**À compléter:**
a - D'après le texte sur Frantz Fanon, de quel ouvrage l'extrait est-il tiré ?
b - Poursuivez le texte sur Frantz Fanon après sa dernière phrase.

**Texte à lire:**
Pour honorer Aimé Césaire et prolonger son concept de « négritude », cet extrait de Peau Noire, Masques blancs, ouvrage d’un autre auteur martiniquais considérable, Frantz Fanon.

1ali_et_fanon-1.1208959887.jpg« Le Noir veut être comme le Blanc. Pour le Noir, il n’y a qu’un destin. Et il est blanc. Il y a de cela longtemps le Noir a admis la supériorité indiscutable du Blanc, et tous ses efforts tendent à réaliser une existence blanche.

N’ai-je donc pas sur cette terre autre chose à faire qu’à venger les noirs du XVIIe siècle?

Dois-je sur cette terre me poser le problème de la vérité noire?

Dois-je me confiner dans la justification d’un angle facial?

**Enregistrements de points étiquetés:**

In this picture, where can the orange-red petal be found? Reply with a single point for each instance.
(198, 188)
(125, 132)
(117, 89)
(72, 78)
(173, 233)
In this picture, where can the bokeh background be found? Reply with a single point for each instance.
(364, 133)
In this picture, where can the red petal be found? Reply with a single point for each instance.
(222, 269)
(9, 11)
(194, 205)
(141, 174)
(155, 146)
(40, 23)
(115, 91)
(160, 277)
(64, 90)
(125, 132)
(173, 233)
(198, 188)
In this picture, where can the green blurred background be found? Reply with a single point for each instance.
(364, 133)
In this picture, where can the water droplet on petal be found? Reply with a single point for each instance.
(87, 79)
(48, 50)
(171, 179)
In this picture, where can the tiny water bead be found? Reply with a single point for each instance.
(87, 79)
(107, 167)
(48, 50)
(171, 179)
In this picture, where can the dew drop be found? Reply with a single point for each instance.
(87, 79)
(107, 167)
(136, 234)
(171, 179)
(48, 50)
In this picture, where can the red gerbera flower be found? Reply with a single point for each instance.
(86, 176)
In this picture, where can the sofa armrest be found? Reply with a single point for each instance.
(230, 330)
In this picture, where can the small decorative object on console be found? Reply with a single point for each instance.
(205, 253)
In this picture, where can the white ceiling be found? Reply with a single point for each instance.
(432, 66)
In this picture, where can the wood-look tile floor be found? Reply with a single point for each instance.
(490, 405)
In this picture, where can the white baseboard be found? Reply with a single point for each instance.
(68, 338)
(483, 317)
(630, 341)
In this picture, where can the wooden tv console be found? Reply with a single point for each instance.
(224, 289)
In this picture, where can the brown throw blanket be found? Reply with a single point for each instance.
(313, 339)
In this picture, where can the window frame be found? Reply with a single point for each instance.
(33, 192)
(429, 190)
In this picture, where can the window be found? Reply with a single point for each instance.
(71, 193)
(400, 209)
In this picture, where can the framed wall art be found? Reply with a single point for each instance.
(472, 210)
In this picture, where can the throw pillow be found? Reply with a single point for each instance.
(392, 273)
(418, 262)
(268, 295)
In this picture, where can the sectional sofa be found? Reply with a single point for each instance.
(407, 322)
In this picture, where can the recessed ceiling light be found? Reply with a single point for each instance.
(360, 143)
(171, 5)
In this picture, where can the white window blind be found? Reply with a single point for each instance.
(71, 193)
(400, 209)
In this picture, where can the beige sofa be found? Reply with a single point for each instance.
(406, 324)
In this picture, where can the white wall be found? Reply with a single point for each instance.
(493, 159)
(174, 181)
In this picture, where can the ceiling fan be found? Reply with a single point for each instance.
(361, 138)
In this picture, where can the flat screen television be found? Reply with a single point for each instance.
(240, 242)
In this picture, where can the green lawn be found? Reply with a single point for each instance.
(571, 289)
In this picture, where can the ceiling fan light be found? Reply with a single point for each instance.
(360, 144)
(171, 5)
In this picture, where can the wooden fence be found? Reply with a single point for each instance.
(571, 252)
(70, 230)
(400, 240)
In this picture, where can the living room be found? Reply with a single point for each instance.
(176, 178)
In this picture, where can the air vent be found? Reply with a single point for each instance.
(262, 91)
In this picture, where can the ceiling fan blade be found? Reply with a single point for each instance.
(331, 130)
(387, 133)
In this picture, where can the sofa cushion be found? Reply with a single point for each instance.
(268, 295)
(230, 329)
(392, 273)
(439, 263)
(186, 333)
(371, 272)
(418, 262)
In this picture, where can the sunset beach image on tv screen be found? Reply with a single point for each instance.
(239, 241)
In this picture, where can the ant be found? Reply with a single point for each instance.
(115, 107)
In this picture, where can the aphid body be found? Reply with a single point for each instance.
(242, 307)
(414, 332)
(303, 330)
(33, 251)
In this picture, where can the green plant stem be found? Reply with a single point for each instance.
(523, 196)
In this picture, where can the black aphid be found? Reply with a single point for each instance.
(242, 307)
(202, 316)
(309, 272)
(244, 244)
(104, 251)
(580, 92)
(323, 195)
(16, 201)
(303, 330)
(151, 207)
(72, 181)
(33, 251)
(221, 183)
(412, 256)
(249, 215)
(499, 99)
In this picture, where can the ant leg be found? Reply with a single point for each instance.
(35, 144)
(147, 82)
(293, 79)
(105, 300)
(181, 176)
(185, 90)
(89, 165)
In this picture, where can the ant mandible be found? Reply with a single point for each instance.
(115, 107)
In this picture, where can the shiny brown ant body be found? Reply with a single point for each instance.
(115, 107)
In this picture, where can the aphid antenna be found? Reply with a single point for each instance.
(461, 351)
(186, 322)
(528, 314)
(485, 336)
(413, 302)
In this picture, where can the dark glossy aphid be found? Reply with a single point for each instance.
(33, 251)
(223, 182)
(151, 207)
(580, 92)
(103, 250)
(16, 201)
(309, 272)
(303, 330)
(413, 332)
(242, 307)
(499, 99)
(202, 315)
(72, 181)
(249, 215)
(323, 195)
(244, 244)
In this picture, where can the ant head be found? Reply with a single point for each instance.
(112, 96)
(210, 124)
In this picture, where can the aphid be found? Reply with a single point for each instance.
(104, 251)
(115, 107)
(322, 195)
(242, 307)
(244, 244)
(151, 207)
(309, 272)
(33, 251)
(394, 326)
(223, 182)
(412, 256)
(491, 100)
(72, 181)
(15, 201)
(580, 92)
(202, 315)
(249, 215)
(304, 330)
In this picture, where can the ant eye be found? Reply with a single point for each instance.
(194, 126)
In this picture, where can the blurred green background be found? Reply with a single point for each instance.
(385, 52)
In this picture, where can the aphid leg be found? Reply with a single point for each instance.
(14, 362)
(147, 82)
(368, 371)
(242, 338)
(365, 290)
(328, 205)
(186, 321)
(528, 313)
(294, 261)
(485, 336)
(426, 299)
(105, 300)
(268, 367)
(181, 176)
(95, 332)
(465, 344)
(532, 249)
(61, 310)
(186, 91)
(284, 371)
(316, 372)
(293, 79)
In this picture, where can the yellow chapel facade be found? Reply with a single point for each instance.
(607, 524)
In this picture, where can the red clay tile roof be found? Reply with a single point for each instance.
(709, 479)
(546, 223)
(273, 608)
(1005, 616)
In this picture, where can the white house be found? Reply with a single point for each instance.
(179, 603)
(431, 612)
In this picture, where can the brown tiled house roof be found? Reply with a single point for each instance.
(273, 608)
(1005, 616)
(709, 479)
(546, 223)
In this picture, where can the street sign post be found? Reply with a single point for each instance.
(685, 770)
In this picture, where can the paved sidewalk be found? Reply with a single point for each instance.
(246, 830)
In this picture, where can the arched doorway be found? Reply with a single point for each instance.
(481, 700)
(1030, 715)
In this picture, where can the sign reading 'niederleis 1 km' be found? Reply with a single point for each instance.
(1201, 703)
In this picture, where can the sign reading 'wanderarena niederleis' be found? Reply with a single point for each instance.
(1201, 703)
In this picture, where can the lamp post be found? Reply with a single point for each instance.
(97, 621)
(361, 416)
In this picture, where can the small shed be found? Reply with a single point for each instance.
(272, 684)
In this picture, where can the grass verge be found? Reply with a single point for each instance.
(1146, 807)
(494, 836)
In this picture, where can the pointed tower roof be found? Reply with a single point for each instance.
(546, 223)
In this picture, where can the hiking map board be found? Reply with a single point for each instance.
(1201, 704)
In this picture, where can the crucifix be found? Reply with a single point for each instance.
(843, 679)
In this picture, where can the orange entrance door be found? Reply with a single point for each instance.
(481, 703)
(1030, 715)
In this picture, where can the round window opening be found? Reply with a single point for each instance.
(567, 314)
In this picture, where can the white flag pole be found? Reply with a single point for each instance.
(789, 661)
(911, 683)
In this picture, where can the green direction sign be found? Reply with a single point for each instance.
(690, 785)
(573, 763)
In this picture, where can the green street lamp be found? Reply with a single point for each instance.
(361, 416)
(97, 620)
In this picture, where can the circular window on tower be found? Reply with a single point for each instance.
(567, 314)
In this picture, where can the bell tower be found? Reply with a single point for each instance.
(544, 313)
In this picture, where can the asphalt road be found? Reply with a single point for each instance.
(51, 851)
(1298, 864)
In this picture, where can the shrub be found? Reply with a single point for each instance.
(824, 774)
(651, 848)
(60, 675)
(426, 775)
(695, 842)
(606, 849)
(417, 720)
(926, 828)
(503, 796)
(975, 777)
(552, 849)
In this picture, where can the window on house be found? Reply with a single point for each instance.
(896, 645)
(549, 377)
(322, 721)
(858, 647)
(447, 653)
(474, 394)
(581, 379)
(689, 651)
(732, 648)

**Réponses de l'exercice:**
a - De Peau Noire, Masques blancs.

b -
Je n’ai pas le droit, moi homme de couleur, de rechercher en quoi ma race est supérieure ou inférieure à une autre race

Je n’ai pas le droit , moi homme de couleur, de souhaiter la cristallisation chez le blanc d’une culpabilité envers le passé de ma race.

Je n’ai pas le droit , moi homme de couleur, de me préoccuper des moyens qui me permettraient de piétiner la fierté de l’ancien maître.

Je n’ai ni le droit ni le devoir d’exiger réparation pour mes ancêtres domestiqués.

Il n’y a pas de mission nègre; il n’y a pas de fardeau blanc.

Je me découvre un jour dans un monde où les choses font mal; un monde où l’on réclame que je me batte; un monde où il est toujours question d’anéantissement ou de victoire.

Je me découvre, moi homme, dans un monde où les mots se frangent de silence; dans un monde où l’autre, interminablement, se durcit.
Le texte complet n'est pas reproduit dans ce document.